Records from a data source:
——————

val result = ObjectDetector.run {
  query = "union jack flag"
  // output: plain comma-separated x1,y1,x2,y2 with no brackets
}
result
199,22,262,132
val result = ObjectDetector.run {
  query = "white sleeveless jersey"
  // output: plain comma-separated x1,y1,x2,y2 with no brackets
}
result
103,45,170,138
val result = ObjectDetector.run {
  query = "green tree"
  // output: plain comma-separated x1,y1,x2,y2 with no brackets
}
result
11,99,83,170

——————

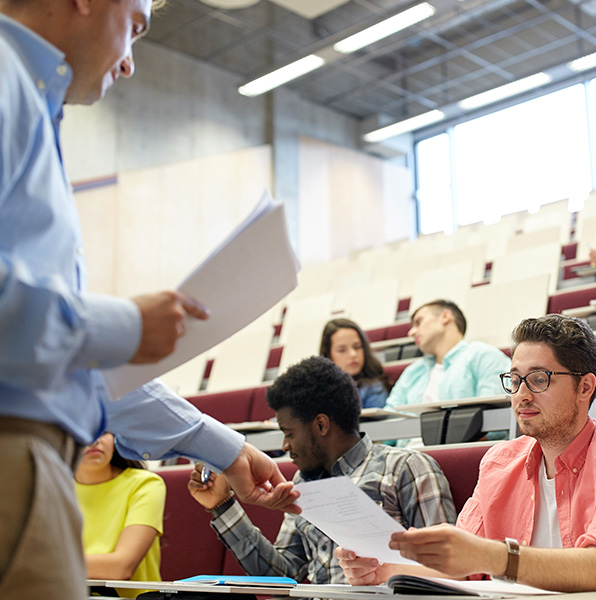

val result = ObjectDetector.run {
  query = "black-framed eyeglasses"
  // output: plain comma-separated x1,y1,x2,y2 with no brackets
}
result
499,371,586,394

——————

Goal of the exercise:
Please show each line in the records above that contains the string "query".

Result:
  query = "union jack flag"
  query = "white sleeveless jersey"
  query = "green tree"
  query = "black-framed eyeglasses"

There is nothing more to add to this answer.